Source document:
◆ ◆ ◆ ◆
# Wireless headphones with Staffpad?



## Nate Johnson (May 18, 2021)

....are you folks using wireless headphones with Staffpad, or is latency a factor (like when I use wireless headphones with my laptop + midi keyboard input)?

I'm also assuming (haven't really watched any Staffpad vids yet) that when you place a note on the staff you immediately hear a sound....maybe thats not even how it works!


----------



## jadi (May 18, 2021)

I use wireless earbuds, is working fine when working with StaffPad. But there is lots of latency when you want to play on the keyboard of garageband on the iPad


----------



## wcreed51 (May 18, 2021)

No, no sound when you place notes, as they're not converted from drawn to notation until you move to the next measure.


----------



## jaketanner (Jun 4, 2021)

I am considering to get wireless headphones for SP...I feel the wire just gets in the way of how I want to hold it at times. How bad is the lag really? Are there headphones that are better than others? I don't think iOS supports the APTx software that reduces the lag. 

Any brand ideas would be helpful, thanks.


----------



## dcoscina (Jun 4, 2021)

jaketanner said:


> I am considering to get wireless headphones for SP...I feel the wire just gets in the way of how I want to hold it at times. How bad is the lag really? Are there headphones that are better than others? I don't think iOS supports the APTx software that reduces the lag.
> 
> Any brand ideas would be helpful, thanks.


Are you looking for ear buds or over ear? 
sennheiser has some nice in ear buds and their quality tends to be very good.
Audio Technica makes some good over or on ear headphones that are Bluetooth


----------



## jaketanner (Jun 4, 2021)

dcoscina said:


> Are you looking for ear buds or over ear?
> sennheiser has some nice in ear buds and their quality tends to be very good.
> Audio Technica makes some good over or on ear headphones that are Bluetooth


over ear...but is the lag the same for all of them?


----------



## Gabriel2013 (Jun 4, 2021)

I use sennheiser Wireless Headphones and It's OK for composing in Staffpad, the lag is only noticeable if you are using garageband or something similar.

One think I don't see people talking about it's the sound quality between wire and wireless headphones.

I was shocked when I discovered that Bluetooth devices compresses the highs and Lows frequencies.


So when checking final wav files, my advice is avoid Bluetooth devices.


g


----------



## jaketanner (Jun 4, 2021)

Gabriel2013 said:


> I use sennheiser Wireless Headphones and It's OK for composing in Staffpad, the lag is only noticeable if you are using garageband or something similar.
> 
> One think I don't see people talking about it's the sound quality between wire and wireless headphones.
> 
> ...


Thanks. I would not mix in Staffpad. Just composing.


----------



## jaketanner (Jun 4, 2021)

Ended up getting Skullcandy Hesh Evos from Best Buy...I barely notice any lag. I mean if I watch the scroll with an eagle eye I'm sure there is a bit...but otherwise pretty happy. The tempo isn't all that fast, but maybe more noticeable with faster more rhythmic material.


----------



## jaketanner (Jun 7, 2021)
◆ ◆ ◆ ◆
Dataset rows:
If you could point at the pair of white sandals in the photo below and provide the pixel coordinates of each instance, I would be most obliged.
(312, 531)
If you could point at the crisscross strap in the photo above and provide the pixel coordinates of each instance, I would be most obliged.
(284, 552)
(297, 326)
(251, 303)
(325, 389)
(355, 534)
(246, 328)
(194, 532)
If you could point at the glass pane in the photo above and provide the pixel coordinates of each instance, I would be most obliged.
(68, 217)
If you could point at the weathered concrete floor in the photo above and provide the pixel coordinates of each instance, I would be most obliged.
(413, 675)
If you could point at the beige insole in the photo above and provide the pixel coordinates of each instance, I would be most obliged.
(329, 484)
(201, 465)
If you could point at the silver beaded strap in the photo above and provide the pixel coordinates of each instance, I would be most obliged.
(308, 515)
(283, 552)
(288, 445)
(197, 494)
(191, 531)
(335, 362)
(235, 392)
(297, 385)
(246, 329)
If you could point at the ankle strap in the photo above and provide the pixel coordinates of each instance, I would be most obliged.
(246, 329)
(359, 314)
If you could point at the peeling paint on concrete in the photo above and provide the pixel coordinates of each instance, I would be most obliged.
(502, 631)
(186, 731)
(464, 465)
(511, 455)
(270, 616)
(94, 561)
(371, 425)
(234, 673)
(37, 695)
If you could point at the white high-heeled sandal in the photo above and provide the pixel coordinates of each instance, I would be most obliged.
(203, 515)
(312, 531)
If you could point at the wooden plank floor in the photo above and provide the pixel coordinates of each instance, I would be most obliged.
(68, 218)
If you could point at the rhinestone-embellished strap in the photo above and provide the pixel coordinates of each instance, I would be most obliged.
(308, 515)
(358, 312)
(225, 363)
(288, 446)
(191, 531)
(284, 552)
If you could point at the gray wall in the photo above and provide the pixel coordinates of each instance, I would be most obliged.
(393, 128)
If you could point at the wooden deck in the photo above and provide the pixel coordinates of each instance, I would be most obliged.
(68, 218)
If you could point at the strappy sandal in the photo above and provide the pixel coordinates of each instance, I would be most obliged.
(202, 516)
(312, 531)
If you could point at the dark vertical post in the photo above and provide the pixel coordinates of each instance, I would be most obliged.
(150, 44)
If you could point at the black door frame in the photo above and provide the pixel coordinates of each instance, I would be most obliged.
◆ ◆ ◆ ◆
Exercise details: From the forum thread on wireless headphones and StaffPad, output the passage starting with "## Gabriel2013 (Jun" and going on through "and Lows frequencies.", copied word for word.

Completed task:
## Gabriel2013 (Jun 4, 2021)

I use sennheiser Wireless Headphones and It's OK for composing in Staffpad, the lag is only noticeable if you are using garageband or something similar.

One think I don't see people talking about it's the sound quality between wire and wireless headphones.

I was shocked when I discovered that Bluetooth devices compresses the highs and Lows frequencies.